▸ What you should do
Would you restate all the data that follows, word for word?
++++ Materials provided ++++
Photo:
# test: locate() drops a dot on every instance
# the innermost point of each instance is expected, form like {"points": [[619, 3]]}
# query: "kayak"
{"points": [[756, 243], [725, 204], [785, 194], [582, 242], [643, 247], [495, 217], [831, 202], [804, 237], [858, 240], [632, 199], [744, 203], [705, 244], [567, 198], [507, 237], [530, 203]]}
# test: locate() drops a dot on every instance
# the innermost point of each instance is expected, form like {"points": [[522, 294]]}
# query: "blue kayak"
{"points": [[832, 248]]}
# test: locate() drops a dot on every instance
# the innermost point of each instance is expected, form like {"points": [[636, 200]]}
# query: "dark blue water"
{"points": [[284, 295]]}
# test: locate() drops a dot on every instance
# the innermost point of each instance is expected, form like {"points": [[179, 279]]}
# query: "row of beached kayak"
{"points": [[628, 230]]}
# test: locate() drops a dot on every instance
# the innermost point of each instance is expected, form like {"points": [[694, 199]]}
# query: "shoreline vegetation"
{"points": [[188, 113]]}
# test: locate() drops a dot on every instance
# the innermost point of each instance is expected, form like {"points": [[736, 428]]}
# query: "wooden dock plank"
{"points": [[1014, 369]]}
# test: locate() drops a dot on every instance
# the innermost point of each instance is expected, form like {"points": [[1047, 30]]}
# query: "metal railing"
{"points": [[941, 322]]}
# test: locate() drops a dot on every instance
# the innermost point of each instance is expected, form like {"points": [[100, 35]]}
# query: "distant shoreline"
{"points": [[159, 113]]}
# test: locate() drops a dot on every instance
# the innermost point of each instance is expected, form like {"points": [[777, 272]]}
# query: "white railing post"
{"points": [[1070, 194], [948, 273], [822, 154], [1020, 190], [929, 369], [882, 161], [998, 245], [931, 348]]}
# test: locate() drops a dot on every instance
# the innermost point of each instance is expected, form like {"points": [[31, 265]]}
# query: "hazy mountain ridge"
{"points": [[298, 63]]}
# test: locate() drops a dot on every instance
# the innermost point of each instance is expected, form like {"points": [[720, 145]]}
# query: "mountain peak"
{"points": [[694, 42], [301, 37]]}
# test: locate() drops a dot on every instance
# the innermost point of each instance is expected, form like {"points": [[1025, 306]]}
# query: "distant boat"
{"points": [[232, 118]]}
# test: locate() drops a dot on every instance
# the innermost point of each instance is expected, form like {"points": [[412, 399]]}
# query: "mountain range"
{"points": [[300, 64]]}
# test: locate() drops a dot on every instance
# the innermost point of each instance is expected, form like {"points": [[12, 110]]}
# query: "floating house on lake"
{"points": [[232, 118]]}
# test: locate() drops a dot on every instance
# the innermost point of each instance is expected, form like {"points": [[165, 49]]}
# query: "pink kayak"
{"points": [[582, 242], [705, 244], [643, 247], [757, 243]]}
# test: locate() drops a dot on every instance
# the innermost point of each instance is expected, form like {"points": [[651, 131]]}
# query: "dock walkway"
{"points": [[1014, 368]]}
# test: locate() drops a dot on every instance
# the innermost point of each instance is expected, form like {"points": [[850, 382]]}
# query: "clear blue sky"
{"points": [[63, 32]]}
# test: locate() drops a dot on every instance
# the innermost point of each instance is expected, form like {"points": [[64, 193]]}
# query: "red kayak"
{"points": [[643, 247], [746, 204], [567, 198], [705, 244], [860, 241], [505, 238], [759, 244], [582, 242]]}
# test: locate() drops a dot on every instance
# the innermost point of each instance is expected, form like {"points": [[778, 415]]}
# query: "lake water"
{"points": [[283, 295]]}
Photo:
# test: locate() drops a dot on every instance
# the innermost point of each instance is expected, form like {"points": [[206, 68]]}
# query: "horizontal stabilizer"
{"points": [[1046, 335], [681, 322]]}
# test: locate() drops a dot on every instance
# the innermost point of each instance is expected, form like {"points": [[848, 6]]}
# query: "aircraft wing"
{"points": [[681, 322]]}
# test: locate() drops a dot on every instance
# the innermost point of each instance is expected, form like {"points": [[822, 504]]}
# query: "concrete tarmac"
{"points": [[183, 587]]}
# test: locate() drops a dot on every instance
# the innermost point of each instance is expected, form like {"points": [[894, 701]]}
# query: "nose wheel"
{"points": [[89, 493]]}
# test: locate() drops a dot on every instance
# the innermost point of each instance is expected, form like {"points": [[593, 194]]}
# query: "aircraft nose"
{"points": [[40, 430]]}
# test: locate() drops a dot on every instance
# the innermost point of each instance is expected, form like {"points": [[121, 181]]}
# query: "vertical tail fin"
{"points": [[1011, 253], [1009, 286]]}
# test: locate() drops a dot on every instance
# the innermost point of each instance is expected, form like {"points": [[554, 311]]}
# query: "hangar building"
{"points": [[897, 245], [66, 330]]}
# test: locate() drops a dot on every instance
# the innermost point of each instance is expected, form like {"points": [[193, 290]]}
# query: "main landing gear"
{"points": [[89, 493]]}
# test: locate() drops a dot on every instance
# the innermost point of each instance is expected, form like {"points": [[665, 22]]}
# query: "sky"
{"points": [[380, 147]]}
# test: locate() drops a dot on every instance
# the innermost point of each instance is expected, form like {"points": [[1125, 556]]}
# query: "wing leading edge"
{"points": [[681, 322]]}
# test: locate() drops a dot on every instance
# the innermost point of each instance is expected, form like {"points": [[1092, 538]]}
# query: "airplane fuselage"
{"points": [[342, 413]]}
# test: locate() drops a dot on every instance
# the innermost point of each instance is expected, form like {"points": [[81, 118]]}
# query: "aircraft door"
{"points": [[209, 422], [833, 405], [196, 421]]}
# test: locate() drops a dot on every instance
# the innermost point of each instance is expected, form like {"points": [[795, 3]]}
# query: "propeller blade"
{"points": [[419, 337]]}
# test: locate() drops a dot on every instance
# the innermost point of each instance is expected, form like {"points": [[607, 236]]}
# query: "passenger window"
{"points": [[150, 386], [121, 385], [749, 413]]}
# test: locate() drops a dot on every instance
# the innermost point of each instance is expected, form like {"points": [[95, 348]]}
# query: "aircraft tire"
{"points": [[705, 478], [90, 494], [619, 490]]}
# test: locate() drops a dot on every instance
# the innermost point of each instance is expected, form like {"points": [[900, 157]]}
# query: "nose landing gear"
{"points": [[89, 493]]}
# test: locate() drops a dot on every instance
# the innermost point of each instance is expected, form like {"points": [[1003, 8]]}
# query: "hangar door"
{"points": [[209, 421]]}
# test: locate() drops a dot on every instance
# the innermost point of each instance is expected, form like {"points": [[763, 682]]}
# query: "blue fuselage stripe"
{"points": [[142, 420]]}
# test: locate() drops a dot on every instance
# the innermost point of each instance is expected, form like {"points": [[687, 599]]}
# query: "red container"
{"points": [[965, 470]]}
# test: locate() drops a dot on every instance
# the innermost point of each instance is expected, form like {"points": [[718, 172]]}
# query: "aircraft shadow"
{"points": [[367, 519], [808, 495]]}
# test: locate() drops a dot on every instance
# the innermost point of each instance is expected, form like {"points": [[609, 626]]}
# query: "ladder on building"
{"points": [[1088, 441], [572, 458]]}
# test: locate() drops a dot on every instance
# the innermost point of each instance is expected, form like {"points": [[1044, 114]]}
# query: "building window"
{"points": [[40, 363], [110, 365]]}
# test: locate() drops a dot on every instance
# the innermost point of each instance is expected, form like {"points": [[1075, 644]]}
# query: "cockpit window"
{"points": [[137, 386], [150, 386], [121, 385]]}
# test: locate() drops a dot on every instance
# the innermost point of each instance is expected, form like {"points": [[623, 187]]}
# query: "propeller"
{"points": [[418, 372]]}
++++
▸ Reply to the task
Photo:
# test: locate() drops a dot on every instance
# the innermost point of each instance is expected, form like {"points": [[619, 3]]}
# query: "kayak"
{"points": [[756, 243], [725, 204], [785, 194], [582, 242], [643, 247], [495, 217], [831, 202], [804, 237], [858, 240], [632, 199], [744, 203], [705, 244], [567, 198], [507, 237], [530, 203]]}
# test: locate() drops a dot on every instance
# the innermost point of each instance is expected, form like {"points": [[522, 294]]}
# query: "blue kayak"
{"points": [[832, 248]]}
# test: locate() drops a dot on every instance
# the innermost point of each instance is expected, form like {"points": [[636, 200]]}
# query: "dark blue water"
{"points": [[284, 295]]}
# test: locate() drops a dot on every instance
# the innermost point of each instance is expected, form like {"points": [[179, 279]]}
# query: "row of beached kayak"
{"points": [[628, 230]]}
# test: locate() drops a dot on every instance
# the innermost point of each instance is expected, form like {"points": [[694, 199]]}
# query: "shoreline vegetation"
{"points": [[188, 113]]}
# test: locate() drops a dot on every instance
# the innermost point of each instance is expected, form like {"points": [[736, 428]]}
# query: "wooden dock plank"
{"points": [[1014, 369]]}
# test: locate() drops a dot on every instance
# the innermost point of each instance is expected, form like {"points": [[1047, 30]]}
# query: "metal railing"
{"points": [[941, 322]]}
# test: locate() drops a dot on every instance
# the innermost point of each instance is expected, form like {"points": [[100, 35]]}
# query: "distant shoreline"
{"points": [[159, 113]]}
# test: locate() drops a dot on every instance
# the innermost point of each instance is expected, form like {"points": [[777, 272]]}
# query: "white railing post"
{"points": [[1070, 194], [948, 273], [822, 154], [1020, 190], [929, 369], [882, 161], [998, 245], [931, 348]]}
# test: locate() drops a dot on every instance
# the innermost point of each instance is expected, form like {"points": [[31, 265]]}
# query: "hazy mountain ridge"
{"points": [[298, 63]]}
# test: locate() drops a dot on every instance
# the innermost point of each instance is expected, form like {"points": [[720, 145]]}
# query: "mountain peak"
{"points": [[694, 42], [301, 37]]}
# test: locate() drops a dot on every instance
# the innermost point of each instance is expected, form like {"points": [[1025, 306]]}
# query: "distant boat"
{"points": [[232, 118]]}
# test: locate() drops a dot on every instance
# the innermost point of each instance is expected, form like {"points": [[412, 399]]}
# query: "mountain range"
{"points": [[300, 64]]}
# test: locate() drops a dot on every instance
# the innermost point of each instance is expected, form like {"points": [[12, 110]]}
# query: "floating house on lake"
{"points": [[232, 118]]}
# test: locate() drops a dot on every instance
# the innermost point of each instance is expected, form like {"points": [[165, 49]]}
# query: "pink kayak"
{"points": [[582, 242], [705, 244], [643, 247], [757, 243]]}
# test: locate() drops a dot on every instance
# the innermost point of each instance is expected, form like {"points": [[651, 131]]}
# query: "dock walkway"
{"points": [[1014, 368]]}
# test: locate() drops a dot on every instance
# the innermost point of each instance is expected, form like {"points": [[850, 382]]}
# query: "clear blue sky"
{"points": [[63, 32]]}
# test: locate() drops a dot on every instance
# the innermost point of each instance is expected, form like {"points": [[64, 193]]}
# query: "red kayak"
{"points": [[643, 247], [746, 204], [567, 198], [705, 244], [860, 241], [505, 238], [759, 244], [582, 242]]}
# test: locate() drops a dot on every instance
# the innermost point of each instance is expected, form like {"points": [[778, 415]]}
# query: "lake water"
{"points": [[283, 295]]}
Photo:
# test: locate() drops a dot on every instance
# the innermost point of each instance is expected, form like {"points": [[206, 68]]}
# query: "horizontal stabilizer"
{"points": [[1046, 335], [681, 322]]}
# test: locate() drops a dot on every instance
# the innermost point of each instance is expected, form like {"points": [[848, 6]]}
# query: "aircraft wing"
{"points": [[681, 322]]}
# test: locate() drops a dot on every instance
# the innermost point of each instance is expected, form like {"points": [[822, 504]]}
# query: "concrete tarmac"
{"points": [[183, 587]]}
# test: locate() drops a dot on every instance
# the innermost point of each instance is expected, form like {"points": [[894, 701]]}
# query: "nose wheel"
{"points": [[89, 493]]}
# test: locate() drops a dot on every instance
# the innermost point of each instance is expected, form like {"points": [[593, 194]]}
# query: "aircraft nose"
{"points": [[40, 430]]}
# test: locate() drops a dot on every instance
# the innermost point of each instance is expected, form like {"points": [[121, 181]]}
# query: "vertical tail fin"
{"points": [[1011, 253], [1009, 286]]}
# test: locate() drops a dot on every instance
# the innermost point of each instance is expected, form like {"points": [[554, 311]]}
# query: "hangar building"
{"points": [[897, 245], [66, 330]]}
# test: locate() drops a dot on every instance
# the innermost point of each instance is expected, form like {"points": [[193, 290]]}
# query: "main landing gear"
{"points": [[89, 493]]}
# test: locate() drops a dot on every instance
# the innermost point of each instance is expected, form like {"points": [[665, 22]]}
# query: "sky"
{"points": [[380, 147]]}
# test: locate() drops a dot on every instance
# the innermost point of each instance is expected, form like {"points": [[1125, 556]]}
# query: "wing leading edge"
{"points": [[681, 322]]}
# test: locate() drops a dot on every instance
# the innermost point of each instance is expected, form like {"points": [[1092, 538]]}
# query: "airplane fuselage"
{"points": [[342, 413]]}
# test: locate() drops a dot on every instance
# the innermost point of each instance is expected, form like {"points": [[81, 118]]}
# query: "aircraft door"
{"points": [[209, 422], [833, 405], [196, 421]]}
# test: locate() drops a dot on every instance
# the innermost point of each instance is expected, form like {"points": [[795, 3]]}
# query: "propeller blade"
{"points": [[419, 337]]}
# test: locate() drops a dot on every instance
# the innermost point of each instance is expected, form like {"points": [[607, 236]]}
# query: "passenger window"
{"points": [[150, 386], [121, 385], [749, 413]]}
# test: locate() drops a dot on every instance
# the innermost point of each instance is expected, form like {"points": [[95, 348]]}
# query: "aircraft tire"
{"points": [[705, 478], [90, 494], [619, 490]]}
# test: locate() drops a dot on every instance
# the innermost point of each instance is expected, form like {"points": [[900, 157]]}
# query: "nose landing gear"
{"points": [[89, 493]]}
# test: locate() drops a dot on every instance
# the innermost point of each instance is expected, form like {"points": [[1003, 8]]}
# query: "hangar door"
{"points": [[209, 421]]}
# test: locate() drops a dot on every instance
# the innermost point of each instance is expected, form like {"points": [[763, 682]]}
# query: "blue fuselage stripe"
{"points": [[142, 420]]}
# test: locate() drops a dot on every instance
# the innermost point of each instance is expected, form like {"points": [[687, 599]]}
# query: "red container"
{"points": [[965, 470]]}
# test: locate() drops a dot on every instance
# the innermost point of each instance is expected, form like {"points": [[718, 172]]}
# query: "aircraft shadow"
{"points": [[367, 519], [808, 495]]}
# test: locate() drops a dot on every instance
# the innermost point of each instance is expected, form like {"points": [[609, 626]]}
# query: "ladder on building"
{"points": [[1088, 441], [572, 458]]}
# test: locate() drops a dot on every instance
# the innermost point of each instance is expected, form like {"points": [[1044, 114]]}
# query: "building window"
{"points": [[40, 363], [110, 365]]}
# test: locate() drops a dot on every instance
# the innermost point of each instance is expected, form like {"points": [[1075, 644]]}
# query: "cockpit window"
{"points": [[137, 386], [150, 386], [121, 385]]}
# test: locate() drops a dot on every instance
# the innermost point of each instance is expected, form like {"points": [[623, 187]]}
# query: "propeller"
{"points": [[418, 372]]}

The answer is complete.